TASK DIRECTIONS –
The answer is every line of the records that holds the word "from", copied in full.

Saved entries
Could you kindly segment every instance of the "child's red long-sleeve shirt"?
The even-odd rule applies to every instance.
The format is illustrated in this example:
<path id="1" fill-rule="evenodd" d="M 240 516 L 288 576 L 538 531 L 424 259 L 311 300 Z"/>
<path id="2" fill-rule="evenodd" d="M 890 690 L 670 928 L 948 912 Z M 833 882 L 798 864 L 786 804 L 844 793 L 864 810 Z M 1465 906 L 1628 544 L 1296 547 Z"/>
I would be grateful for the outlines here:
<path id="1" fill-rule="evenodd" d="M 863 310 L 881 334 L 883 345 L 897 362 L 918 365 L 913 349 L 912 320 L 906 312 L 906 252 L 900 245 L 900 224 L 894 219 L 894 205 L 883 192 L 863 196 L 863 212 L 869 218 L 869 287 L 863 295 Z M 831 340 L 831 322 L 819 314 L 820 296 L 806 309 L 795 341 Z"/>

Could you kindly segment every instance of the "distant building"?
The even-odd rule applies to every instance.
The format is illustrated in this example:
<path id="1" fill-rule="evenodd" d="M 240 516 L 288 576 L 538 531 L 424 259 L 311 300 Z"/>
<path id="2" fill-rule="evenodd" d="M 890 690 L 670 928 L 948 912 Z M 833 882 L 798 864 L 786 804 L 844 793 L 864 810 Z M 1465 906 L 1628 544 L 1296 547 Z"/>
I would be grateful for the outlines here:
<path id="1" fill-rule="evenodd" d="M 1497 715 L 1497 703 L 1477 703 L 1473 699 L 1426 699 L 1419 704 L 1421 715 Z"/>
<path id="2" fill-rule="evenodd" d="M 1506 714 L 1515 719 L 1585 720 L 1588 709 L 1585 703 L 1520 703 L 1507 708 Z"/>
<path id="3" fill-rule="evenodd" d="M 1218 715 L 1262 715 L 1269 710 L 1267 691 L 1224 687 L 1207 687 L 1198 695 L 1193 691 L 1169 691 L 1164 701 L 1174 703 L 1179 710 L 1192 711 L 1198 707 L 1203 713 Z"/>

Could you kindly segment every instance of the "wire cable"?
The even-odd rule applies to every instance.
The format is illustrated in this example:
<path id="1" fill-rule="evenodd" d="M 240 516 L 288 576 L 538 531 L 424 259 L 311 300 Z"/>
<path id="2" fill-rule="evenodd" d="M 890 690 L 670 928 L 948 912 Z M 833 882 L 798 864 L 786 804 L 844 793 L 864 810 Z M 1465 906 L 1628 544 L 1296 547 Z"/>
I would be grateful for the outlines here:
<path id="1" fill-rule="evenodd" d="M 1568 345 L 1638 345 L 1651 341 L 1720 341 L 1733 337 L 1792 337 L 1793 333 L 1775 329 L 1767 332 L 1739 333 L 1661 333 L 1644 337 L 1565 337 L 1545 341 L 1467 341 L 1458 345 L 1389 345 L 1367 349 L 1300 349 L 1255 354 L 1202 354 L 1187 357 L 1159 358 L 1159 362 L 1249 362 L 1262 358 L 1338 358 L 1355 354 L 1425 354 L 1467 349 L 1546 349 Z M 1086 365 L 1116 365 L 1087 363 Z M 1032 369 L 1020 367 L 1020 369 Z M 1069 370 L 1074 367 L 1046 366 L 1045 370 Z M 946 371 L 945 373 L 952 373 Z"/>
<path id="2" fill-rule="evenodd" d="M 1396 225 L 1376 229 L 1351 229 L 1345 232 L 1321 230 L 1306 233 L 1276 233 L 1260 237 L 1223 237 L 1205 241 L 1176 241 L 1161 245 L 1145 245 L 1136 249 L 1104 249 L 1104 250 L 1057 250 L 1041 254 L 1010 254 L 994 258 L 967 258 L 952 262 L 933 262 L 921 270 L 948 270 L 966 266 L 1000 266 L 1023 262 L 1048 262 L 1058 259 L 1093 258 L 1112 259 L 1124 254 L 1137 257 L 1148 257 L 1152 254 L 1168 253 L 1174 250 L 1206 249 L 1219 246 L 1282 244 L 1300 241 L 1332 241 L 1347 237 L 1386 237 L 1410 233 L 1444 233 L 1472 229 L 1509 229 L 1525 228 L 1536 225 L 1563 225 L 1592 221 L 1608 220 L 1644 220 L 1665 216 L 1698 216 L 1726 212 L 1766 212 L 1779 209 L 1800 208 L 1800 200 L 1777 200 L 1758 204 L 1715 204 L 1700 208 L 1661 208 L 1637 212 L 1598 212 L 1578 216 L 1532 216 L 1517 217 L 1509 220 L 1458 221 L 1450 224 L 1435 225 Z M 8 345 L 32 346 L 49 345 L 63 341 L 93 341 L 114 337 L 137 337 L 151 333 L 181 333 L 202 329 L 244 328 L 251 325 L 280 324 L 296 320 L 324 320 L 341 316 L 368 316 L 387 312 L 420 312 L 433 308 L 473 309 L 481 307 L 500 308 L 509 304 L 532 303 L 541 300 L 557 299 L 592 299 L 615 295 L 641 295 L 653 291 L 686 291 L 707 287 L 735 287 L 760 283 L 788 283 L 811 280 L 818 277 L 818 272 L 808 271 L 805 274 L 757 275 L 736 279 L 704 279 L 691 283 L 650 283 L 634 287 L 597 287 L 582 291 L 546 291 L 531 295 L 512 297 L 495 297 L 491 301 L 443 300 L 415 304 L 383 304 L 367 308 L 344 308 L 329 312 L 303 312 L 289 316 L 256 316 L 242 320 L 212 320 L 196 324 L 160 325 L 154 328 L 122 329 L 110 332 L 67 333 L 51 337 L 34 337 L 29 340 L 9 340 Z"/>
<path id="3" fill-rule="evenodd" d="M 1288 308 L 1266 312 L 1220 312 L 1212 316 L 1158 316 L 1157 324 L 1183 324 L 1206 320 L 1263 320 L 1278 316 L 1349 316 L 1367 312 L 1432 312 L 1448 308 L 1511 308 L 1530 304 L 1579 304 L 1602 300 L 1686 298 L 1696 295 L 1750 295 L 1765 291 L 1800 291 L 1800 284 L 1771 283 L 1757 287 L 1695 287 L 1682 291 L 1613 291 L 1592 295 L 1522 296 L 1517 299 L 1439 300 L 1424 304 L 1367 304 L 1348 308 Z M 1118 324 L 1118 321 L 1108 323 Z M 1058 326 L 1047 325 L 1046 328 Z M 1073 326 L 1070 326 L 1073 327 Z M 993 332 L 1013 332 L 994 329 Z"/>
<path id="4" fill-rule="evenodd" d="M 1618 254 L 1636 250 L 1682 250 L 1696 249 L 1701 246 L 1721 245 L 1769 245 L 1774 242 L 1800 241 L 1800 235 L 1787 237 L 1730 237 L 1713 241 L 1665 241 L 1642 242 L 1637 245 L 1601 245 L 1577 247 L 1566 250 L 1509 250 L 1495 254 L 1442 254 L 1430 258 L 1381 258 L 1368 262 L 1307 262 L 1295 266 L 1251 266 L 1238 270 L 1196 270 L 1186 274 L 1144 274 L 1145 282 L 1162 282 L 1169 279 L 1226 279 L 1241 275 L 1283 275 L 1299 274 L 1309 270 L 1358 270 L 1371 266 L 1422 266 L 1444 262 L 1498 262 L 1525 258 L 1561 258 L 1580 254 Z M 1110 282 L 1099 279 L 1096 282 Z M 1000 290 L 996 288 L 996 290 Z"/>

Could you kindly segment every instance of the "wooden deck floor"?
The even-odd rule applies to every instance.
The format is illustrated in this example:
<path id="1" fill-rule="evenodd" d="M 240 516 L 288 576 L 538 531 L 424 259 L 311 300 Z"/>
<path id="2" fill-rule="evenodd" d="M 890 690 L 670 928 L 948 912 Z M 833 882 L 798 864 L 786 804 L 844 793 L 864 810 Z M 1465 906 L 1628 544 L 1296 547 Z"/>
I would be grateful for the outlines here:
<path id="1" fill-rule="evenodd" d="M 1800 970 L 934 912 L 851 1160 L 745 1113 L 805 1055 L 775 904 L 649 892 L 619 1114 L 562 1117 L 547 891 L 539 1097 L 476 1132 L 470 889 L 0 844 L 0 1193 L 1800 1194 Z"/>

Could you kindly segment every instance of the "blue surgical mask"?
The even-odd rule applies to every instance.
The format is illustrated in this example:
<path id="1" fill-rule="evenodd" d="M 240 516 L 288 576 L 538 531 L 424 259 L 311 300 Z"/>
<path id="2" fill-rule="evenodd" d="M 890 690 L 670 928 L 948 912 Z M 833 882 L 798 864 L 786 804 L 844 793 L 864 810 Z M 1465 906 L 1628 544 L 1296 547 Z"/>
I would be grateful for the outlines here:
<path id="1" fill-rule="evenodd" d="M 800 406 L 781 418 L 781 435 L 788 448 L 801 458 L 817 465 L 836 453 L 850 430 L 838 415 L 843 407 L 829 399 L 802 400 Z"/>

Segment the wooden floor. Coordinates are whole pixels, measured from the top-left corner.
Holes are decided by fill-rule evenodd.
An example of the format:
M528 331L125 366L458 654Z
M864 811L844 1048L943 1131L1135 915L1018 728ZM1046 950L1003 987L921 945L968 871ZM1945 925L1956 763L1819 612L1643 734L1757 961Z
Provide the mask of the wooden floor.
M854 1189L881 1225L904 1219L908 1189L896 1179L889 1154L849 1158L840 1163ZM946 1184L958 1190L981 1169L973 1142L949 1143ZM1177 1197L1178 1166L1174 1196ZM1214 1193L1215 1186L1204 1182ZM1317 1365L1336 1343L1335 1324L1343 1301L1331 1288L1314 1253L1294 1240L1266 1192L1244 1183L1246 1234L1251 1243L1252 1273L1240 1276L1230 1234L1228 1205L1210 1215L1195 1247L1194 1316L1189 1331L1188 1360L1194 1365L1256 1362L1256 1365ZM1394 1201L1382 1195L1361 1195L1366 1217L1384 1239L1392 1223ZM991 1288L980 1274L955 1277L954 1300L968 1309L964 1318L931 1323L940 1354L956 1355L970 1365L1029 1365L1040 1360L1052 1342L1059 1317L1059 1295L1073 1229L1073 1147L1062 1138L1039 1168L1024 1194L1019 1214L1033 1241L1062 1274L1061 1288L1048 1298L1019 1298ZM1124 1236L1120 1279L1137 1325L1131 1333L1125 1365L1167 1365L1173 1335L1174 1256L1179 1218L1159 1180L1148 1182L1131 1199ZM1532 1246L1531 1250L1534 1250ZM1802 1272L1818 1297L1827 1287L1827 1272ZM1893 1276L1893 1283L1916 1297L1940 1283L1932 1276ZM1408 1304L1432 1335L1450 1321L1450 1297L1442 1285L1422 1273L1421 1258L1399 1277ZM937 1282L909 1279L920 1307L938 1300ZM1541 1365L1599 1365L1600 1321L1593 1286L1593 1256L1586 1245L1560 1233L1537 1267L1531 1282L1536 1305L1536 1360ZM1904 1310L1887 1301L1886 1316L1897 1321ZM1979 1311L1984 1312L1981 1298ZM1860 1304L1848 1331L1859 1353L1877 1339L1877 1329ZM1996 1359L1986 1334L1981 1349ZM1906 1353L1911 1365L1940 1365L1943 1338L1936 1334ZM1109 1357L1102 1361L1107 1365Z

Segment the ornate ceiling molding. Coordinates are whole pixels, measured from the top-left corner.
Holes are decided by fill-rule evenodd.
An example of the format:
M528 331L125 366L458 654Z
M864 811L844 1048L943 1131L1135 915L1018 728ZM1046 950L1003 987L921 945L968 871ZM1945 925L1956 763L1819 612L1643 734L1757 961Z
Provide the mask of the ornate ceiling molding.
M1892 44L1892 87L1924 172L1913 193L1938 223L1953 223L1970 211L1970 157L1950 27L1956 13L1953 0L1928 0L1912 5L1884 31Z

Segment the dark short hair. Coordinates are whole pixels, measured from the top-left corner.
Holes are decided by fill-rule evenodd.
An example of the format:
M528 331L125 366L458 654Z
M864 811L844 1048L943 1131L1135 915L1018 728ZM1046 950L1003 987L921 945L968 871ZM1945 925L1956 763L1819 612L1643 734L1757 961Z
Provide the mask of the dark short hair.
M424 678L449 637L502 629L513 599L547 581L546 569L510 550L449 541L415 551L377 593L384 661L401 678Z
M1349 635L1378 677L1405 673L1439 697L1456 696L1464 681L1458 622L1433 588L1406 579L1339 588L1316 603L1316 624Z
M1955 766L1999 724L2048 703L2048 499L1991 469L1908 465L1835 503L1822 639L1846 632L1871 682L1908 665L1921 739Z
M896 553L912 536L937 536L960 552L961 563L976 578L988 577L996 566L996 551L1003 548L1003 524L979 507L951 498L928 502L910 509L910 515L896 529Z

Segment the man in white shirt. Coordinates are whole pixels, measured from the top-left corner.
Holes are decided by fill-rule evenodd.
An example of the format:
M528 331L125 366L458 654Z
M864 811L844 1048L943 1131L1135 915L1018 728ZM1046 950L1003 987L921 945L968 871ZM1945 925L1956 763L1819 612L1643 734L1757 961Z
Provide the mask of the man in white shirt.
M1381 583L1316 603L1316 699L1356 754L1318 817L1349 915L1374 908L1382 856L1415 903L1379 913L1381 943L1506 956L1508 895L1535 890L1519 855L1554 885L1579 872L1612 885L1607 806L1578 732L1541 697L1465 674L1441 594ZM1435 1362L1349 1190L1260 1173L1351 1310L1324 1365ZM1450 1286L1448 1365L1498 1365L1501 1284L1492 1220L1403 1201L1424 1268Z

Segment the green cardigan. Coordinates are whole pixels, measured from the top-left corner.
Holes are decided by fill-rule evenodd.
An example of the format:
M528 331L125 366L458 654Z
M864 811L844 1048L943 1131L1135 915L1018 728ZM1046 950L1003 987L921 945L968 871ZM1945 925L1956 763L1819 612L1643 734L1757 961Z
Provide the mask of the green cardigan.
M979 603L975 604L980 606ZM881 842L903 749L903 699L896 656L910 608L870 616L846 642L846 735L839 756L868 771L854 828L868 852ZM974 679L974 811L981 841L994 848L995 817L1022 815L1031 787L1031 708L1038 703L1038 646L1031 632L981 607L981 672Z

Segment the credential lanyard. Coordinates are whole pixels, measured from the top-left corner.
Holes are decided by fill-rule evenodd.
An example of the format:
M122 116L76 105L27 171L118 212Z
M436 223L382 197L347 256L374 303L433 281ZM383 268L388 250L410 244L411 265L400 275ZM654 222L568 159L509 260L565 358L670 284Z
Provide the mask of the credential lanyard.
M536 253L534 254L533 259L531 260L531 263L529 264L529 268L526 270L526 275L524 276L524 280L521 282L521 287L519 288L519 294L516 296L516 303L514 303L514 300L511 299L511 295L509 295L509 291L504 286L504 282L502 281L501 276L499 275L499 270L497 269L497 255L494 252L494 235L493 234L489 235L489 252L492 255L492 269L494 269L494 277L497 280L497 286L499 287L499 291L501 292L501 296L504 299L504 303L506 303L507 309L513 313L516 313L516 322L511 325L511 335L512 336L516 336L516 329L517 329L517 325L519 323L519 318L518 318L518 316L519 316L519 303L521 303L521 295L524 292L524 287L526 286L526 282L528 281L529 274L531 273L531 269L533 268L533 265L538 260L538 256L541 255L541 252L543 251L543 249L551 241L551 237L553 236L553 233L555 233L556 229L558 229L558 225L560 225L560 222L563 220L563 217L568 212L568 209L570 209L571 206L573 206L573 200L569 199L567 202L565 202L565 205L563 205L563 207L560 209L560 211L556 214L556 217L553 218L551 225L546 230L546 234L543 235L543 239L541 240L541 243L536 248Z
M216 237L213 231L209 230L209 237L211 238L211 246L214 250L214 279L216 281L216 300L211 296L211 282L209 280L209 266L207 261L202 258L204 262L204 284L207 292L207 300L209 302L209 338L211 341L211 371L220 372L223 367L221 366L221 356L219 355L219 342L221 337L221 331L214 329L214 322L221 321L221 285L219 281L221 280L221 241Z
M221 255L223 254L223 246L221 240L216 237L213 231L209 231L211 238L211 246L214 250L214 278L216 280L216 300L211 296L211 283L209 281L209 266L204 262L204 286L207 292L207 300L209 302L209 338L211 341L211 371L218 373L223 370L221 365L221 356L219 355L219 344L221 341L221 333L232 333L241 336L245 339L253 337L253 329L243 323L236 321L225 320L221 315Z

SOLUTION FOR THIS EXERCISE –
Segment the wooden floor. Coordinates are whole pixels, measured from the top-left corner.
Segment the ornate ceiling molding. Coordinates are whole pixels, measured from the top-left corner.
Segment the dark short hair. Coordinates are whole pixels, measured from the top-left corner.
Segment the man in white shirt. Coordinates are whole pixels, measured from the top-left corner.
Segment the green cardigan. Coordinates are whole pixels, measured from the top-left corner.
Segment the credential lanyard. Coordinates are whole pixels, measured from the top-left corner.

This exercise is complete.